[Point localization data]

——————————

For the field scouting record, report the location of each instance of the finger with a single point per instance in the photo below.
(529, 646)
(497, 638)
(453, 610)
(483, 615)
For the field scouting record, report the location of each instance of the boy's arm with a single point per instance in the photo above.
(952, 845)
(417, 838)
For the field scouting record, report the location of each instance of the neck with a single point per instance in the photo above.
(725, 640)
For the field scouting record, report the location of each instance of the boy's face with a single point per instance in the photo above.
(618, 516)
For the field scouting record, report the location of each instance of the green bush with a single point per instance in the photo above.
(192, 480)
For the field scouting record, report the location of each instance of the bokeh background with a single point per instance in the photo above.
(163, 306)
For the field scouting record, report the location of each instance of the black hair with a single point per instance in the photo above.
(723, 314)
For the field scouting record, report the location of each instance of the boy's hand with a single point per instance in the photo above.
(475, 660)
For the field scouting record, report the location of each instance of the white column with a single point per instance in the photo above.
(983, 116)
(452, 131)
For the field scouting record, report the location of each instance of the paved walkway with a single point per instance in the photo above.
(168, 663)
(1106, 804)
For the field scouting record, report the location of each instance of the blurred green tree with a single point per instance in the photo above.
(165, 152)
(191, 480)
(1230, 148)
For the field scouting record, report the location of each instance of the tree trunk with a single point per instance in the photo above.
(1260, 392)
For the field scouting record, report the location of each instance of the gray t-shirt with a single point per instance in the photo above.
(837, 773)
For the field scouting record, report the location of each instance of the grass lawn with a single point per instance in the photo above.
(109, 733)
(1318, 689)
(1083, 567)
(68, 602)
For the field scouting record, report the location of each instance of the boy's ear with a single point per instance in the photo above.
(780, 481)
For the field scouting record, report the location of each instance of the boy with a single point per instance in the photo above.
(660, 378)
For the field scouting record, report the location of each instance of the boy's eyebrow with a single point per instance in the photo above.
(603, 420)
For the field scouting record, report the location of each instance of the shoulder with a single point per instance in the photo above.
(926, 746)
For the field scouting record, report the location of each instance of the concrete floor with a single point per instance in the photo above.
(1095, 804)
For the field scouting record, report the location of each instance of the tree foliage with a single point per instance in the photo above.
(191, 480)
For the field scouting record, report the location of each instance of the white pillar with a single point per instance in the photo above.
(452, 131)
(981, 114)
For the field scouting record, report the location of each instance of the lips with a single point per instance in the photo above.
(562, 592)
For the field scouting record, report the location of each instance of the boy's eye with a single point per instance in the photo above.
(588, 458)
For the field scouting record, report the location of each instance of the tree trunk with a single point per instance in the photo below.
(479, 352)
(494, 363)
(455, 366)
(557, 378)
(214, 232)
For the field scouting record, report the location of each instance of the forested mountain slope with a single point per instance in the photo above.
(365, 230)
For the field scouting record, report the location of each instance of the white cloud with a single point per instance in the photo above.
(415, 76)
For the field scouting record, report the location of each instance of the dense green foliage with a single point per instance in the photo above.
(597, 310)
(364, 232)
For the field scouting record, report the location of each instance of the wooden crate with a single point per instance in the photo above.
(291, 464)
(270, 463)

——————————

TASK DIRECTIONS:
Only the lines from the one containing "of the forested" through the final line of the records above should be printed, exactly as they stand.

SOLUTION TO THIS EXERCISE:
For the field scouting record, report the location of each instance of the forested mountain slope with a single point per instance in the photo above.
(365, 230)
For the field scouting record, report the location of each instance of the white cloud with a single point per instance in the photo above.
(415, 76)
For the field scouting record, report the location of each instance of the dense green foliage with a single point per instance in the photo above.
(597, 310)
(364, 232)
For the field scouting record, report the location of each instance of the wooden crate with a single point per instance in the photo above.
(291, 464)
(270, 463)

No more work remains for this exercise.